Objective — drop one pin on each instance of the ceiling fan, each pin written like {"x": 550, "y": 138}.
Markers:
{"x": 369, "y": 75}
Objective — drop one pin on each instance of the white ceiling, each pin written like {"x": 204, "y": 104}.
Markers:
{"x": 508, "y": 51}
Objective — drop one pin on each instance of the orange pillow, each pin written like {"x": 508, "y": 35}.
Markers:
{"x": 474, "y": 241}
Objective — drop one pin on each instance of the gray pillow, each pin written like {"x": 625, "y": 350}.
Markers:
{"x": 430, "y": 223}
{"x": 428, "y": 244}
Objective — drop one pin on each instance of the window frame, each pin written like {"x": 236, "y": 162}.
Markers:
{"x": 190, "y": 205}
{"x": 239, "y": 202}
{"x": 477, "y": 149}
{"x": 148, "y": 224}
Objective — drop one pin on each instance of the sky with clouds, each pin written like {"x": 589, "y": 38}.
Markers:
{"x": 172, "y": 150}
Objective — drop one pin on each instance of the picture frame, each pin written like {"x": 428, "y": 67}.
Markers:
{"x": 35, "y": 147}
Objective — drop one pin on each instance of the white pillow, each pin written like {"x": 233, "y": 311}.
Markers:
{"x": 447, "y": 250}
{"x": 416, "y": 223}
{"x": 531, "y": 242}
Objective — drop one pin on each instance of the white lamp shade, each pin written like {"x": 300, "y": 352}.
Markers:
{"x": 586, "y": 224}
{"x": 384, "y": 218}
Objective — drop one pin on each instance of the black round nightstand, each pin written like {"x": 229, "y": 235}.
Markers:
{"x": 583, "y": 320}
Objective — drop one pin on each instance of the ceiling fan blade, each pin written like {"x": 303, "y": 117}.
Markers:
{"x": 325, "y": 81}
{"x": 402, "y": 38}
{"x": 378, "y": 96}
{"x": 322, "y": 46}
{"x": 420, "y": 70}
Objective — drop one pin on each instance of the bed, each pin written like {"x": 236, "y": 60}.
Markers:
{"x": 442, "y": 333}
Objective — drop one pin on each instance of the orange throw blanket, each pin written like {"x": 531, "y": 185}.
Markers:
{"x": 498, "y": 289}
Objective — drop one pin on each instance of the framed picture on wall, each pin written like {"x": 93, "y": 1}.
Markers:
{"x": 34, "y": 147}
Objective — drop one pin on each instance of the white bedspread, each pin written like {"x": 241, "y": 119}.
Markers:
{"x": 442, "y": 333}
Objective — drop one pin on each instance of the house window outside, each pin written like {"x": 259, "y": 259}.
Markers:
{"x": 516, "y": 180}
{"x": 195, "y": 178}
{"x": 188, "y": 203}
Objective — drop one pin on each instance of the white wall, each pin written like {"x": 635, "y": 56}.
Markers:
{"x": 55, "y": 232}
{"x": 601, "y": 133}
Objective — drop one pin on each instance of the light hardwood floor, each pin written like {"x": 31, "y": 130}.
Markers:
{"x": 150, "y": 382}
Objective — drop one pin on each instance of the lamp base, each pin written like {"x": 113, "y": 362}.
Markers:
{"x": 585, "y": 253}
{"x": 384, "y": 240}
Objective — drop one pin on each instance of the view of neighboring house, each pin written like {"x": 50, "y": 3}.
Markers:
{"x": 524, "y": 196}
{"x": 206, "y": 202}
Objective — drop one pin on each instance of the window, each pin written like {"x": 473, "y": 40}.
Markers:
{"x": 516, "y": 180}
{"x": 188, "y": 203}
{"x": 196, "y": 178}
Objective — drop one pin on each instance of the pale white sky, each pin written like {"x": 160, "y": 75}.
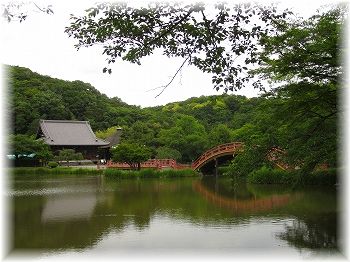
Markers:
{"x": 40, "y": 44}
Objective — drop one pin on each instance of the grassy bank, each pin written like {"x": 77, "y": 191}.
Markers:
{"x": 266, "y": 175}
{"x": 108, "y": 172}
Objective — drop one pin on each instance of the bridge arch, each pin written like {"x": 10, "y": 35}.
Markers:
{"x": 216, "y": 152}
{"x": 233, "y": 148}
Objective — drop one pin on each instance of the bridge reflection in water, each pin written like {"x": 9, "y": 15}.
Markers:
{"x": 239, "y": 206}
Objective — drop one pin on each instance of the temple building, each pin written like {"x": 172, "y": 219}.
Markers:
{"x": 77, "y": 135}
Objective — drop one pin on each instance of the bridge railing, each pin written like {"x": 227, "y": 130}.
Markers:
{"x": 217, "y": 150}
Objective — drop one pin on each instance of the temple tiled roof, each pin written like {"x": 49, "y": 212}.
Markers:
{"x": 65, "y": 132}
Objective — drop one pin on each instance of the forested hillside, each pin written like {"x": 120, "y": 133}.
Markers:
{"x": 34, "y": 96}
{"x": 183, "y": 129}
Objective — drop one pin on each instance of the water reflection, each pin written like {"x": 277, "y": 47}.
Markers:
{"x": 250, "y": 202}
{"x": 85, "y": 212}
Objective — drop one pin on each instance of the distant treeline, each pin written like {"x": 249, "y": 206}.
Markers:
{"x": 180, "y": 129}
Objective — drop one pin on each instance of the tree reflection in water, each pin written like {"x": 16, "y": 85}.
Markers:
{"x": 312, "y": 234}
{"x": 45, "y": 220}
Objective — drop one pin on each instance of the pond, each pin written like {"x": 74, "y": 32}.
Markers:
{"x": 93, "y": 215}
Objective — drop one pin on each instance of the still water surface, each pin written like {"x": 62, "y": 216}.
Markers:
{"x": 64, "y": 215}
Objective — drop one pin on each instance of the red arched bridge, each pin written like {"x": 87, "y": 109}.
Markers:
{"x": 212, "y": 156}
{"x": 214, "y": 153}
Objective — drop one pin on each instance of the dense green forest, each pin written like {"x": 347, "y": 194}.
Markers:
{"x": 180, "y": 129}
{"x": 299, "y": 114}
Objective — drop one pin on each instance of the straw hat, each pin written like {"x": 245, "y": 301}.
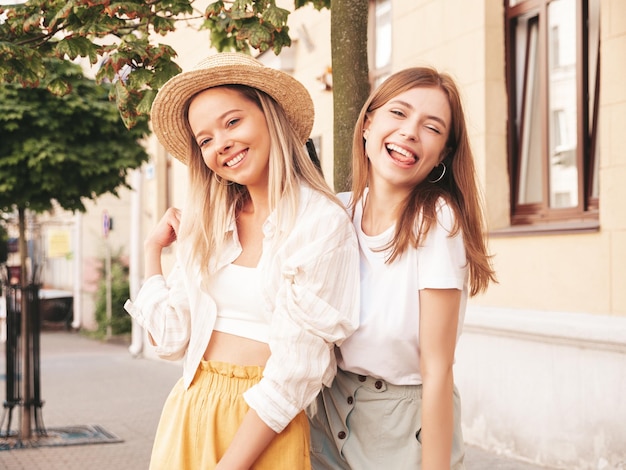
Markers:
{"x": 168, "y": 114}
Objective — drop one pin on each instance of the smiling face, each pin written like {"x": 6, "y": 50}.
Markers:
{"x": 406, "y": 137}
{"x": 232, "y": 133}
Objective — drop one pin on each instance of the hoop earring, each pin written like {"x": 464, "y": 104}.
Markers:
{"x": 219, "y": 180}
{"x": 443, "y": 172}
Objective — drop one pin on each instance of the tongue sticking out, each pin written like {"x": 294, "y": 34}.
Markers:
{"x": 401, "y": 155}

— REQUIRED WORK —
Convert every line above into a Markdown table with the columns "No." and "Line", numbering the rows and omitting blank lines and the pictures.

— CORRECT RESULT —
| No. | Line |
|---|---|
| 1 | Objective — drop one pin on each instance of the ceiling fan, each pin written like {"x": 550, "y": 138}. |
| 2 | Markers: |
| 3 | {"x": 369, "y": 75} |
| 4 | Objective — drop one pin on each instance of the white ceiling, each pin written like {"x": 204, "y": 104}. |
| 5 | Markers: |
| 6 | {"x": 508, "y": 51} |
| 7 | Objective — drop one pin on each instance of the orange pillow, each pin written like {"x": 508, "y": 35}. |
| 8 | Markers: |
| 9 | {"x": 474, "y": 241} |
| 10 | Objective — drop one pin on each instance of the gray pillow, each pin written like {"x": 625, "y": 350}. |
| 11 | Markers: |
| 12 | {"x": 430, "y": 223} |
| 13 | {"x": 428, "y": 244} |
| 14 | Objective — drop one pin on each instance of the window frame, each pin written like {"x": 236, "y": 162}. |
| 15 | Markers: |
| 16 | {"x": 190, "y": 205} |
| 17 | {"x": 239, "y": 202} |
| 18 | {"x": 477, "y": 149} |
| 19 | {"x": 148, "y": 224} |
| 20 | Objective — drop one pin on each instance of the sky with clouds, each pin written like {"x": 589, "y": 38}. |
| 21 | Markers: |
| 22 | {"x": 172, "y": 150} |
| 23 | Objective — drop one pin on each instance of the picture frame, each pin written like {"x": 428, "y": 67}. |
| 24 | Markers: |
| 25 | {"x": 35, "y": 147} |
| 26 | Objective — drop one pin on each instance of the white pillow, each pin written like {"x": 233, "y": 311}. |
| 27 | Markers: |
| 28 | {"x": 447, "y": 250} |
| 29 | {"x": 416, "y": 223} |
| 30 | {"x": 531, "y": 242} |
| 31 | Objective — drop one pin on each instance of the white lamp shade, each pin written like {"x": 300, "y": 352}. |
| 32 | Markers: |
| 33 | {"x": 586, "y": 224} |
| 34 | {"x": 384, "y": 218} |
| 35 | Objective — drop one pin on each instance of the black round nightstand, each pin written like {"x": 229, "y": 235}. |
| 36 | Markers: |
| 37 | {"x": 583, "y": 320} |
| 38 | Objective — drop one pin on each instance of the ceiling fan blade, each pin written like {"x": 303, "y": 117}. |
| 39 | Markers: |
| 40 | {"x": 325, "y": 81} |
| 41 | {"x": 402, "y": 38} |
| 42 | {"x": 378, "y": 96} |
| 43 | {"x": 322, "y": 46} |
| 44 | {"x": 420, "y": 70} |
| 45 | Objective — drop one pin on each instance of the bed, each pin written like {"x": 236, "y": 60}. |
| 46 | Markers: |
| 47 | {"x": 442, "y": 333} |
| 48 | Objective — drop one pin on each instance of the orange throw blanket, each pin written like {"x": 531, "y": 185}. |
| 49 | Markers: |
| 50 | {"x": 498, "y": 289} |
| 51 | Objective — drop one pin on each instance of the framed picture on wall, each pin written like {"x": 93, "y": 1}. |
| 52 | Markers: |
| 53 | {"x": 34, "y": 147} |
| 54 | Objective — drop one pin on each instance of the white bedspread, each pin written like {"x": 241, "y": 119}. |
| 55 | Markers: |
| 56 | {"x": 442, "y": 333} |
| 57 | Objective — drop one pin on each instance of the house window outside, each pin written like {"x": 259, "y": 259}. |
| 58 | Markers: |
| 59 | {"x": 516, "y": 180} |
| 60 | {"x": 195, "y": 178} |
| 61 | {"x": 188, "y": 203} |
| 62 | Objective — drop one pin on each instance of the white wall, each pin written like {"x": 635, "y": 56}. |
| 63 | Markers: |
| 64 | {"x": 55, "y": 232} |
| 65 | {"x": 601, "y": 133} |
| 66 | Objective — drop one pin on each instance of the light hardwood floor, each pin written like {"x": 31, "y": 130}. |
| 67 | Markers: |
| 68 | {"x": 150, "y": 382} |
| 69 | Objective — drop one pin on each instance of the lamp base, each pin written like {"x": 113, "y": 362}. |
| 70 | Markers: |
| 71 | {"x": 585, "y": 253} |
| 72 | {"x": 384, "y": 240} |
| 73 | Objective — drop one pin on each instance of the view of neighboring house, each pin written like {"x": 50, "y": 3}. |
| 74 | Markers: |
| 75 | {"x": 524, "y": 196} |
| 76 | {"x": 206, "y": 202} |
| 77 | Objective — drop one pin on each instance of the window, each pin written like {"x": 473, "y": 40}. |
| 78 | Markers: |
| 79 | {"x": 516, "y": 180} |
| 80 | {"x": 188, "y": 203} |
| 81 | {"x": 196, "y": 178} |
| 82 | Objective — drop one pin on each instance of the pale white sky, each pin written like {"x": 160, "y": 75}. |
| 83 | Markers: |
| 84 | {"x": 40, "y": 44} |
| 85 | Objective — drop one pin on each instance of the grassy bank, each pin written like {"x": 77, "y": 191}. |
| 86 | Markers: |
| 87 | {"x": 266, "y": 175} |
| 88 | {"x": 108, "y": 172} |
| 89 | Objective — drop one pin on each instance of the bridge arch, each pin written like {"x": 10, "y": 35}. |
| 90 | Markers: |
| 91 | {"x": 216, "y": 152} |
| 92 | {"x": 233, "y": 148} |
| 93 | Objective — drop one pin on each instance of the bridge reflection in water, each pin written like {"x": 9, "y": 15}. |
| 94 | Markers: |
| 95 | {"x": 239, "y": 206} |
| 96 | Objective — drop one pin on each instance of the temple building, each pin written like {"x": 172, "y": 219}. |
| 97 | Markers: |
| 98 | {"x": 77, "y": 135} |
| 99 | Objective — drop one pin on each instance of the bridge railing, each pin written like {"x": 227, "y": 130}. |
| 100 | Markers: |
| 101 | {"x": 217, "y": 150} |
| 102 | Objective — drop one pin on each instance of the temple tiled roof, each pin written like {"x": 49, "y": 212}. |
| 103 | Markers: |
| 104 | {"x": 65, "y": 132} |
| 105 | Objective — drop one pin on each instance of the forested hillside, each pin written like {"x": 120, "y": 133}. |
| 106 | Markers: |
| 107 | {"x": 34, "y": 96} |
| 108 | {"x": 183, "y": 129} |
| 109 | Objective — drop one pin on each instance of the water reflection, each pin written like {"x": 277, "y": 47}. |
| 110 | Markers: |
| 111 | {"x": 250, "y": 202} |
| 112 | {"x": 85, "y": 212} |
| 113 | Objective — drop one pin on each instance of the distant treeline, each pin written like {"x": 249, "y": 206}. |
| 114 | Markers: |
| 115 | {"x": 180, "y": 129} |
| 116 | Objective — drop one pin on each instance of the tree reflection in water, each pin written like {"x": 16, "y": 85}. |
| 117 | Markers: |
| 118 | {"x": 312, "y": 234} |
| 119 | {"x": 45, "y": 220} |
| 120 | Objective — drop one pin on each instance of the pond, each pin written like {"x": 74, "y": 32}. |
| 121 | Markers: |
| 122 | {"x": 93, "y": 215} |
| 123 | Objective — drop one pin on each instance of the still water surface, each pin written like {"x": 62, "y": 216}. |
| 124 | Markers: |
| 125 | {"x": 64, "y": 215} |
| 126 | Objective — drop one pin on each instance of the red arched bridge, each pin written like {"x": 87, "y": 109}. |
| 127 | Markers: |
| 128 | {"x": 212, "y": 156} |
| 129 | {"x": 214, "y": 153} |
| 130 | Objective — drop one pin on each instance of the dense green forest, each pin written like {"x": 347, "y": 194}. |
| 131 | Markers: |
| 132 | {"x": 180, "y": 129} |
| 133 | {"x": 299, "y": 114} |
| 134 | Objective — drop one pin on each instance of the straw hat, each pin written like {"x": 245, "y": 301}. |
| 135 | Markers: |
| 136 | {"x": 168, "y": 114} |
| 137 | Objective — drop one pin on each instance of the smiling face, each pin written like {"x": 6, "y": 50}. |
| 138 | Markers: |
| 139 | {"x": 406, "y": 137} |
| 140 | {"x": 232, "y": 133} |
| 141 | Objective — drop one pin on each instance of the hoop earring, each pin written like {"x": 464, "y": 104}. |
| 142 | Markers: |
| 143 | {"x": 219, "y": 180} |
| 144 | {"x": 443, "y": 172} |
| 145 | Objective — drop one pin on each instance of the tongue sticking out, each pin written like {"x": 294, "y": 34}. |
| 146 | Markers: |
| 147 | {"x": 401, "y": 155} |